[Reading text]
■ ■ ■ ■

Friday 25 April 2014

Archie Scott

Scott on board Psyche in Sydney, 1926
Nobody has heard of Archibald Charles Scott. It's rather strange really, as a sailor he was been associated with some great vessels and passages (as crewman and navigator on board Waitangi, Restless and Psyche). He was also a successful (and prize winning) designer, with some well-known boats to his name, many of which survive today (Maranui, Ocean Maid). He also designed many a rig conversion for well-known vessels, including Ailsa, Oyster, Ariki, Kotiri and Wylo.

Scott was a plumber by trade, his day job was at the Evans Bay Patent slip. He was also rather deaf.Archie joined the Te Aro sailing club around 1910, racing centreboarders out of Clyde Quay. He became a member of the Port Nicholson Yacht club when the clubs, along with the Te Ruru Yacht Club, merged in 1915.

Ailsa with her bermuda rig
Along with Herbert ("Punch") Jordan, he purchased the Le-Huquet designed Galatea in 1917. Galatea had just had the rake of her rudder adjusted, and became a much easier handled and better pointed to weather as a result. Scott and Jordan had some success with her.

They obviously liked the seaworthiness and power of the Le Huquet designs,and bought the larger Ailsa, in 1919 from the Hamill brothers, recently returned from active service. Like so many who spent years at war, the Hamills don't appear to have taken an interest in sport after their return.

For the 1920 season they converted Ailsa's rig to bermudan. It wasn't a success, and the following season they changed her again, to a high
Ailsa with her high peaked gaff
peaked gaff (no room for a topsail). From that time, she was a very successful racer, competing in both the Royal Port Nicholson Yacht Club and the Evans Bay Yacht and Motor Boating  Club.

Their partnership in the boat lasted until 1936.

Ailsa is still owned locally, rigged as a yawl in the Marlborough Sounds.

Scott's voyages

In December 1920 Scott made his first long cruise: as crewman, on board Waitangi on her delivery trip to new owners in Auckland. She had a difficult passage, but made it in quick time. A good account of it may be read here.

■ ■ ■ ■

[Directive]
Rewrite the part of the Archie Scott text starting with "Archie Scott" and going on through "merged in 1915.", putting "boatbuilder" in place of "plumber". The material after this text comes from a separate source.

[Dataset extract]
■ ■ ■ ■

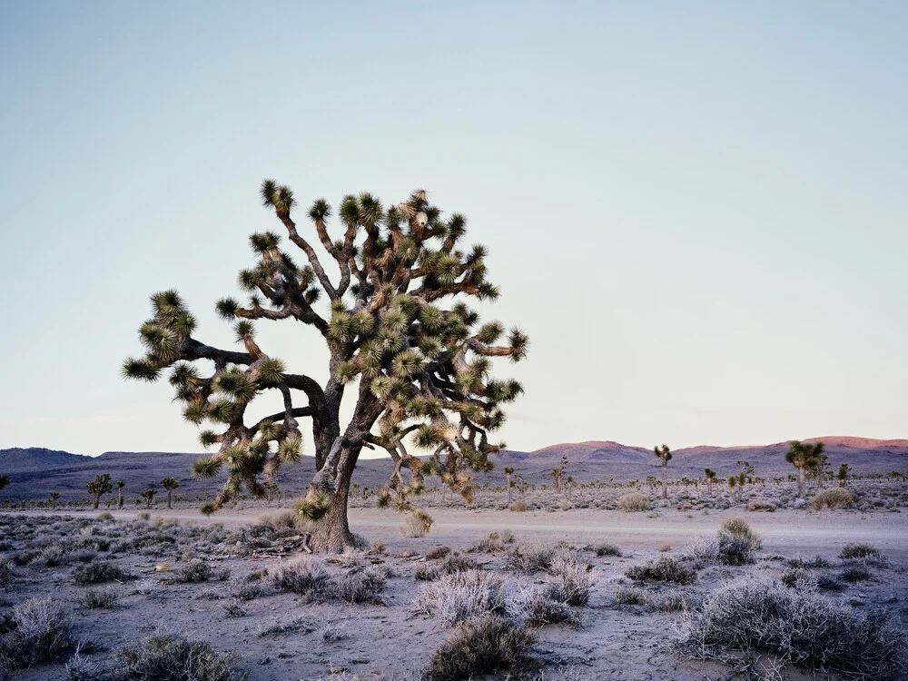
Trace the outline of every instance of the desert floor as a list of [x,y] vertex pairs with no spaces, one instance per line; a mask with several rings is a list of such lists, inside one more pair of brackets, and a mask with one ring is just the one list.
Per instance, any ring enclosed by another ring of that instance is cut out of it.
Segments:
[[[869,579],[843,581],[841,590],[830,597],[850,604],[858,612],[883,608],[902,627],[908,625],[908,574],[903,569],[908,565],[908,514],[900,512],[755,513],[729,508],[705,513],[663,508],[648,514],[600,509],[518,513],[434,508],[430,534],[407,538],[401,531],[400,514],[351,508],[352,529],[370,542],[379,540],[385,548],[329,558],[327,566],[337,572],[361,569],[363,565],[390,568],[380,598],[383,604],[307,602],[305,597],[271,587],[265,579],[261,581],[264,588],[257,597],[239,600],[236,594],[250,583],[250,575],[298,555],[295,548],[281,551],[281,533],[265,533],[258,540],[253,538],[256,533],[248,530],[262,513],[262,508],[225,510],[205,518],[189,509],[155,510],[150,521],[136,520],[135,511],[114,512],[114,520],[103,521],[92,519],[97,513],[91,511],[54,518],[37,512],[0,514],[6,528],[31,526],[25,533],[30,538],[25,540],[17,539],[12,531],[6,533],[0,558],[7,559],[28,549],[33,554],[42,548],[47,550],[55,536],[70,542],[74,537],[84,538],[85,546],[93,537],[110,536],[114,542],[117,538],[146,539],[132,549],[123,548],[128,542],[119,548],[100,545],[96,559],[116,559],[133,576],[99,585],[115,592],[112,609],[85,607],[84,594],[90,587],[74,579],[77,562],[92,557],[77,556],[69,564],[64,558],[61,565],[46,567],[41,565],[40,556],[28,563],[26,556],[19,560],[25,564],[13,568],[15,581],[0,591],[0,613],[26,598],[52,596],[72,609],[75,637],[89,642],[93,652],[83,656],[107,669],[118,664],[114,655],[118,648],[135,645],[163,627],[235,652],[252,681],[415,679],[451,630],[432,616],[419,612],[419,594],[429,583],[417,580],[414,573],[441,563],[428,560],[427,551],[439,545],[449,547],[475,560],[482,570],[499,575],[505,589],[513,590],[543,581],[538,573],[521,574],[511,568],[508,556],[515,548],[564,542],[592,566],[595,586],[588,605],[577,610],[578,627],[548,625],[538,629],[533,654],[539,668],[534,678],[700,681],[761,675],[765,678],[839,678],[794,668],[783,669],[780,676],[773,669],[771,656],[752,651],[737,656],[744,662],[729,660],[726,665],[686,658],[673,647],[685,630],[683,611],[620,603],[616,597],[621,588],[639,587],[653,602],[681,594],[696,603],[720,585],[743,576],[777,580],[789,569],[785,561],[797,557],[824,558],[828,567],[821,571],[834,577],[848,563],[839,558],[843,547],[864,542],[878,548],[884,560],[869,568]],[[755,563],[706,567],[698,570],[695,584],[683,587],[635,586],[625,576],[631,566],[660,556],[682,555],[701,538],[715,538],[722,520],[730,517],[746,518],[751,528],[762,536],[763,546],[755,554]],[[471,550],[490,533],[505,529],[512,533],[512,542],[499,543],[490,551]],[[292,534],[284,531],[284,538],[288,533]],[[603,543],[617,547],[621,556],[597,557],[592,549]],[[226,577],[222,580],[195,583],[173,578],[182,568],[200,560],[216,570],[227,568],[229,577],[225,573],[220,576]],[[163,563],[169,571],[155,572],[155,566]],[[269,633],[269,627],[285,630]],[[15,672],[15,677],[63,679],[66,674],[64,664],[50,664]]]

■ ■ ■ ■

[Full output]
Archie Scott

Scott on board Psyche in Sydney, 1926
Nobody has heard of Archibald Charles Scott. It's rather strange really, as a sailor he was been associated with some great vessels and passages (as crewman and navigator on board Waitangi, Restless and Psyche). He was also a successful (and prize winning) designer, with some well-known boats to his name, many of which survive today (Maranui, Ocean Maid). He also designed many a rig conversion for well-known vessels, including Ailsa, Oyster, Ariki, Kotiri and Wylo.

Scott was a boatbuilder by trade, his day job was at the Evans Bay Patent slip. He was also rather deaf.Archie joined the Te Aro sailing club around 1910, racing centreboarders out of Clyde Quay. He became a member of the Port Nicholson Yacht club when the clubs, along with the Te Ruru Yacht Club, merged in 1915.